Copy out the entire passage below on congregational change and renewal, word for word.

TEXT SEGMENT:
<<<<

I was told that the first church I served destroyed pastors and was doomed to fail. It was definitely a congregation in transition. The advantage my church had is that things were so diminished that no one had the illusion that they could keep their doors open without significant changes. They did not look forward to those changes, but they preferred change to closing. Love for their church was more powerful than fear of change.
I also believe that situations many may view as hopeless can turn around and that should not surprise us. We serve the God of Sarah who was not impressed with promises of vitality: “After I have become worn out with use and my husband is old, shall I have pleasure?” “Is anything too wonderful for the Lord?” the visitors asked. Sarah laughed and God carried on.
I would never assume that congregational renewal is impossible, but my call is also to not give false hope. In many cases, remaining as we are is a false hope.I love the Biblical story of the paralyzed man and his four friends who wanted to bring him to Jesus. In order to make a way for their friend, they had to move tiles and break through the roof to make a new space to let the man down. Digging a hole through the roof was a big structural change. What structures in our churches have to change in order that more people might come to Jesus? A change in our physical structure or location? A change in our decision-making structure? A change in language and culture? Such changes are often difficult, but in the end, the hope is that we can join the crowd in the story, "so that they were all amazed and glorified God, saying, 'We have never seen anything like this!'”
In accompanying churches through change and renewal, we have tried and true tools.
1. God’s Word. I would want every congregation facing choices before an uncertain future to commit to increased, communal study of God’s Word. The bishop might provide some guidance for such studies. I have seen what Luther described when he wrote: "The Word of God, whenever it comes, comes to change and renew the world.”

>>>>

RECORDS PROVIDED:
<<<<

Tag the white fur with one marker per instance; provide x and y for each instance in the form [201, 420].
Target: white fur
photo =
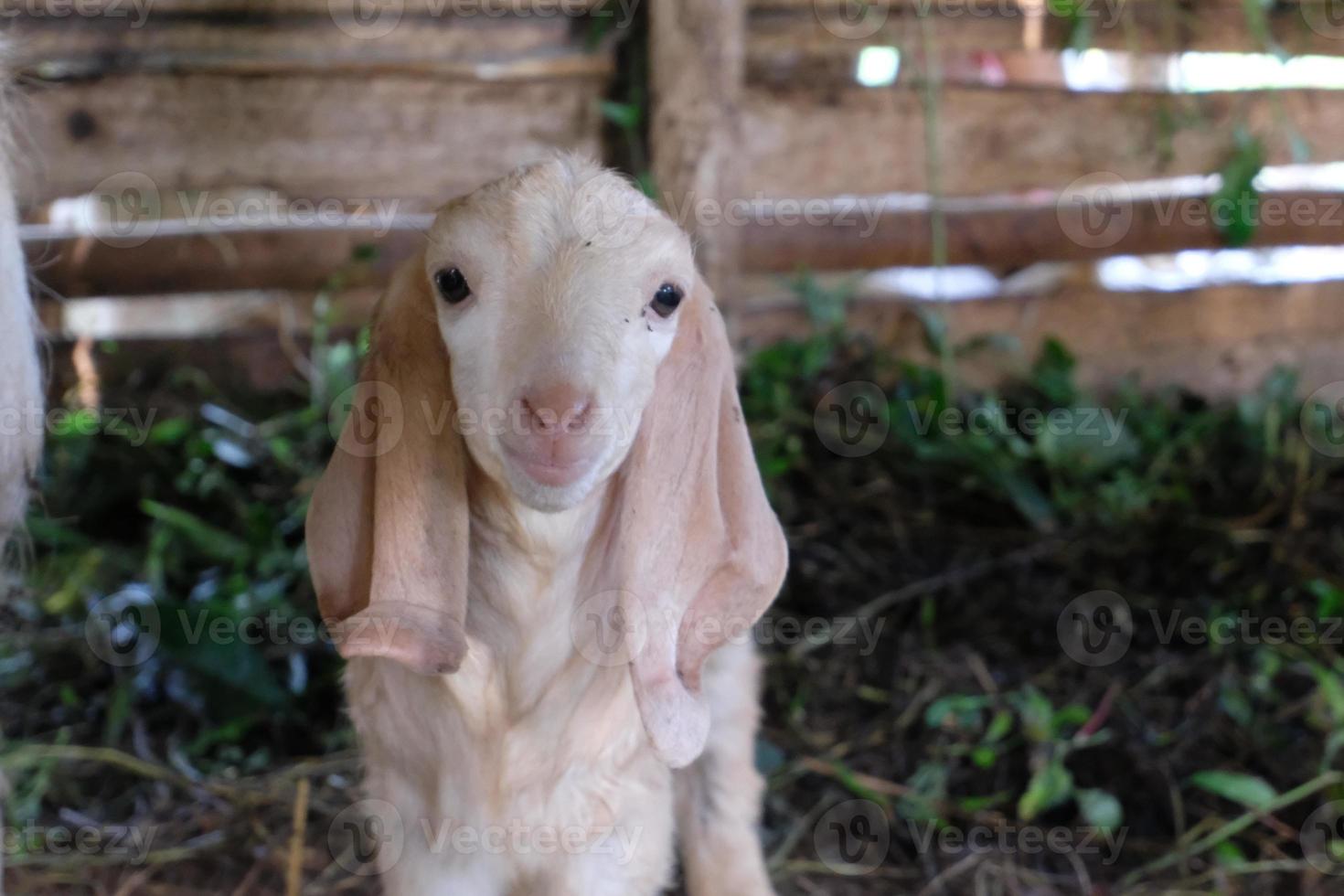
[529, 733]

>>>>
<<<<

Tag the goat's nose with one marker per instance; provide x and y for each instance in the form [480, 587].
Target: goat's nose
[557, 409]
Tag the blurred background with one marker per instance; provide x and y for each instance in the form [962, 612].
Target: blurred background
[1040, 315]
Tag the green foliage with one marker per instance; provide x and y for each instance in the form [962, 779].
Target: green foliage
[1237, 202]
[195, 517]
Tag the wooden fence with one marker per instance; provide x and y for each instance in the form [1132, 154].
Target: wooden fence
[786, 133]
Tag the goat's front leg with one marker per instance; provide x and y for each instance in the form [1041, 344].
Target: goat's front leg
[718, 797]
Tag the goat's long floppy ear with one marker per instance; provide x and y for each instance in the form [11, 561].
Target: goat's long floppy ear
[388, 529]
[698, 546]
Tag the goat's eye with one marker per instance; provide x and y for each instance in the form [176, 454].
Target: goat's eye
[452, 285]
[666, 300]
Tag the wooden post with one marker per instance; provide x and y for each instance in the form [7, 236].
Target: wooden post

>>>>
<<<<

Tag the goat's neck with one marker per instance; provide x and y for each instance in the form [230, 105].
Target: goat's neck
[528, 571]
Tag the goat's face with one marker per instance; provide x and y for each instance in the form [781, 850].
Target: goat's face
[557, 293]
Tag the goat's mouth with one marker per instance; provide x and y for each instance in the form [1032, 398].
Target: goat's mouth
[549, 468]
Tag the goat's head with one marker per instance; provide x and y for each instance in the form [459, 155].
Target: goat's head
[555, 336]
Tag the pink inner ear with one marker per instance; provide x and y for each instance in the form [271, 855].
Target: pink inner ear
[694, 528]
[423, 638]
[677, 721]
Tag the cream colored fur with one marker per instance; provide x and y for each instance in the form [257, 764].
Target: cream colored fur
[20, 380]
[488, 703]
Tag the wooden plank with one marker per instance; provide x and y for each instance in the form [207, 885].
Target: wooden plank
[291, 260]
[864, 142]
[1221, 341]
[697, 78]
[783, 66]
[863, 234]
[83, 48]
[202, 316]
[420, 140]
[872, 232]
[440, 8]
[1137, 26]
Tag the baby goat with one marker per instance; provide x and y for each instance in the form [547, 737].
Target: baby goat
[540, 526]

>>>>

REPLY TO THE TASK:
I was told that the first church I served destroyed pastors and was doomed to fail. It was definitely a congregation in transition. The advantage my church had is that things were so diminished that no one had the illusion that they could keep their doors open without significant changes. They did not look forward to those changes, but they preferred change to closing. Love for their church was more powerful than fear of change.
I also believe that situations many may view as hopeless can turn around and that should not surprise us. We serve the God of Sarah who was not impressed with promises of vitality: “After I have become worn out with use and my husband is old, shall I have pleasure?” “Is anything too wonderful for the Lord?” the visitors asked. Sarah laughed and God carried on.
I would never assume that congregational renewal is impossible, but my call is also to not give false hope. In many cases, remaining as we are is a false hope.I love the Biblical story of the paralyzed man and his four friends who wanted to bring him to Jesus. In order to make a way for their friend, they had to move tiles and break through the roof to make a new space to let the man down. Digging a hole through the roof was a big structural change. What structures in our churches have to change in order that more people might come to Jesus? A change in our physical structure or location? A change in our decision-making structure? A change in language and culture? Such changes are often difficult, but in the end, the hope is that we can join the crowd in the story, "so that they were all amazed and glorified God, saying, 'We have never seen anything like this!'”
In accompanying churches through change and renewal, we have tried and true tools.
1. God’s Word. I would want every congregation facing choices before an uncertain future to commit to increased, communal study of God’s Word. The bishop might provide some guidance for such studies. I have seen what Luther described when he wrote: "The Word of God, whenever it comes, comes to change and renew the world.”